Abstract
Traditional saliency models predict fixations during scene viewing by computing local contrast between low-level color, intensity and orientation features; the higher the summed contrast the greater the probability of fixation. Evidence also suggests that high-level properties of objects are predictive of fixation locations. We attempt fixation prediction from proto-objects (POs), a mid-level representation existing between features and objects. Using our previously-reported proto-object model (Yu et. al., 2014, JoV), we segmented 384 images of real-world scenes into proto-objects, fragments of visual space, at multiple resolutions (feature-space bandwidths). We then built from these segmentations a saliency map by computing feature contrast between each proto-object and its local neighbors using intensity, color, orientation, and now, size and shape features. Center-surround size contrast was computed by comparing pixel area between a given proto-object and each "surrounding" neighbor. To compute shape contrast we first normalized a proto-object and a neighbor to have the same area, aligned them based on maximum area-overlap, then counted the number of pixels in the overlapping area (divided by the union of the areas), with a smaller overlap over neighbors coding a higher contrast. Doing this relative to each proto-object, then combining contrast signals across features and resolutions, generates a proto-object saliency map, which we used to predict the fixation behavior of 12 participants freely viewing the same scenes (each for 3 seconds) in anticipation of a memory test. We found that our proto-object saliency map predicted fixations as well or better than an Itti-Koch saliency model, and was nearly as predictive as the upper-limit defined by a Subject model obtained using the leave-one-out method. We conclude that size and shape features, quantified in terms of proto-objects, are used to guide overt visual attention, and that saliency-based models of fixation prediction need to recognize the importance of these mid-level visual features.
Meeting abstract presented at VSS 2016

(DATASET)
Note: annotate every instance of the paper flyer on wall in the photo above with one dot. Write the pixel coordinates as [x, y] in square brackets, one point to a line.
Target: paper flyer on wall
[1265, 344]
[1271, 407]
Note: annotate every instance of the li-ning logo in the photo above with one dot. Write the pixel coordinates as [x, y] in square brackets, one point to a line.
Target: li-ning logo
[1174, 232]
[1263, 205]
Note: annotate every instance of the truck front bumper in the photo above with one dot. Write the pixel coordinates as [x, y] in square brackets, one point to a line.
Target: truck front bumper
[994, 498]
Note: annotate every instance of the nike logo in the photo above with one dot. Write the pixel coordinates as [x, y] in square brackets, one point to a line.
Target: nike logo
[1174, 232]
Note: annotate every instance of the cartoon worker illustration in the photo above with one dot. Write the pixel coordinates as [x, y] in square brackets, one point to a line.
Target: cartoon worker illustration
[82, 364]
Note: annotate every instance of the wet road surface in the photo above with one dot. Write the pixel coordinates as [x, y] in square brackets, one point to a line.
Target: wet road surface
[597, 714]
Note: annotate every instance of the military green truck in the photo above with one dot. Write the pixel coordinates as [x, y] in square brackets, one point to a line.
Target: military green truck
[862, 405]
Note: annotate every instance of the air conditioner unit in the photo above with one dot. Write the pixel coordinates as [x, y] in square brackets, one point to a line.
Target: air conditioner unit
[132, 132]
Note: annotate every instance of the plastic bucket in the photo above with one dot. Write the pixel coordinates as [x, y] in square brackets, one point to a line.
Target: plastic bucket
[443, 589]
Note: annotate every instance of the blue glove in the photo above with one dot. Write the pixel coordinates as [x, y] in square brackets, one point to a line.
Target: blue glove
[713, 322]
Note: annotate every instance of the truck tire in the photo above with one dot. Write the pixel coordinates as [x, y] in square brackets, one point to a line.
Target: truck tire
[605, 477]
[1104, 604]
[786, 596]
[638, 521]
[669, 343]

(EXERCISES)
#1 In the abstract on proto-object saliency, how long did participants view each scene?
#2 List every feature that the abstract on proto-object saliency names for computing contrast between each proto-object and its local neighbors.
The records are separate material and have no connection to the abstract on proto-object saliency.

(SOLUTION LIST)
#1 3 seconds

#2 intensity, color, orientation, size, shape